**Records shown**

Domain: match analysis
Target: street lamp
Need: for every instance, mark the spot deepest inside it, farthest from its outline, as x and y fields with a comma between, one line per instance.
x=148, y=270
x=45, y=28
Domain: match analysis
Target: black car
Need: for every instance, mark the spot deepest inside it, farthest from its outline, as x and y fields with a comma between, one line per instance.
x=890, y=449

**Job**
Write out the material above as a JSON list of strings, one string per line, leaving out blank lines.

**Result**
[
  "Domain: match analysis",
  "Target: street lamp",
  "Need: for every instance, mark the spot deepest inside it, farthest from its outline, as x and y fields with a comma between, one line per instance.",
  "x=148, y=270",
  "x=45, y=28",
  "Domain: match analysis",
  "Target: black car",
  "Need: for every instance, mark the spot deepest inside it, farthest from its outline, as x and y fields with a comma between, one line per instance.",
  "x=890, y=449"
]